TASK DATA:

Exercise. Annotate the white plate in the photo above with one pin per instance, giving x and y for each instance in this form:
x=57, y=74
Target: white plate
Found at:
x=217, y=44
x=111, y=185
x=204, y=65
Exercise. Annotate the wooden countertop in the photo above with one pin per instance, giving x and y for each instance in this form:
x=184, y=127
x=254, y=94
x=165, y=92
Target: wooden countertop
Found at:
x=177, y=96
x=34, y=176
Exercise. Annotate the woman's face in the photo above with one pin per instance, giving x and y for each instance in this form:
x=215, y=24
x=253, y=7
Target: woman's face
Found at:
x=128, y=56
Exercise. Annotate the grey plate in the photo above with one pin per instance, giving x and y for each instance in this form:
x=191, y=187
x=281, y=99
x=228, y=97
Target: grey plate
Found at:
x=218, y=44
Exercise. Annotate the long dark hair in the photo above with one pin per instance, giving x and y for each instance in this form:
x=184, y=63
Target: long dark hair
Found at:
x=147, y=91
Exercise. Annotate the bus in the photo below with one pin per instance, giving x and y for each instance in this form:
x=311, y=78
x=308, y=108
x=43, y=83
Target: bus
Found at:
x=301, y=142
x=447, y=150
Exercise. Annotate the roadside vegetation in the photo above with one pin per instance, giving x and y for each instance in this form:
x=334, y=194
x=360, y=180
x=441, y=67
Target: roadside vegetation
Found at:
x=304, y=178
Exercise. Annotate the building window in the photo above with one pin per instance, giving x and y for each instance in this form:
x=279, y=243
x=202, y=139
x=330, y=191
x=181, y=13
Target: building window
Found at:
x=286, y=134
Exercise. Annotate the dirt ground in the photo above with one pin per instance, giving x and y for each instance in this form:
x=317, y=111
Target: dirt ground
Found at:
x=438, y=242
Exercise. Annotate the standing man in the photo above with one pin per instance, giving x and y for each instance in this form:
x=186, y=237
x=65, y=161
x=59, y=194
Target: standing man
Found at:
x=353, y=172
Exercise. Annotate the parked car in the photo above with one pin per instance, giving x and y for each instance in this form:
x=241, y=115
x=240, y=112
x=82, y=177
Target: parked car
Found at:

WHAT TO PRODUCE:
Word for word, copy out the records.

SOLUTION:
Exercise. Annotate the white plate in the photo above with one pin per instance, giving x and y for each instance in this form:
x=57, y=74
Target: white plate
Found at:
x=217, y=44
x=111, y=185
x=204, y=65
Exercise. Annotate the wooden countertop in the photo above with one pin per instance, giving x and y for each instance in this form:
x=184, y=127
x=254, y=94
x=165, y=92
Target: wooden countertop
Found at:
x=177, y=96
x=34, y=176
Exercise. Annotate the woman's face in the photo above with one pin per instance, giving x and y for each instance in this form:
x=215, y=24
x=253, y=7
Target: woman's face
Found at:
x=128, y=56
Exercise. Annotate the grey plate in the photo above with one pin per instance, giving x and y for each instance in this form:
x=191, y=187
x=281, y=99
x=228, y=97
Target: grey plate
Found at:
x=218, y=44
Exercise. Annotate the long dark hair in the photo above with one pin per instance, giving x and y for each instance in this form:
x=184, y=63
Target: long dark hair
Found at:
x=147, y=91
Exercise. Annotate the bus in the photo below with one pin per instance, giving x and y for each instance in this form:
x=311, y=78
x=308, y=108
x=43, y=83
Target: bus
Found at:
x=301, y=142
x=447, y=150
Exercise. Annotate the roadside vegetation in the photo above with one pin per instance, giving x and y for each instance in this form:
x=334, y=194
x=360, y=180
x=441, y=67
Target: roadside vegetation
Found at:
x=304, y=178
Exercise. Annotate the building window in the photo above with one pin per instance, giving x and y for each instance in this form:
x=279, y=243
x=202, y=139
x=330, y=191
x=181, y=13
Target: building window
Found at:
x=286, y=134
Exercise. Annotate the dirt ground in the photo above with one pin per instance, giving x and y for each instance in this form:
x=317, y=111
Target: dirt ground
Found at:
x=438, y=242
Exercise. Annotate the standing man in the photo above with one pin per instance, giving x and y for each instance in this form:
x=186, y=237
x=65, y=161
x=59, y=194
Target: standing man
Found at:
x=353, y=172
Exercise. Annotate the parked car in the photo above with one pin per instance, giving x and y for each instance in this form:
x=241, y=115
x=240, y=112
x=82, y=177
Target: parked car
Found at:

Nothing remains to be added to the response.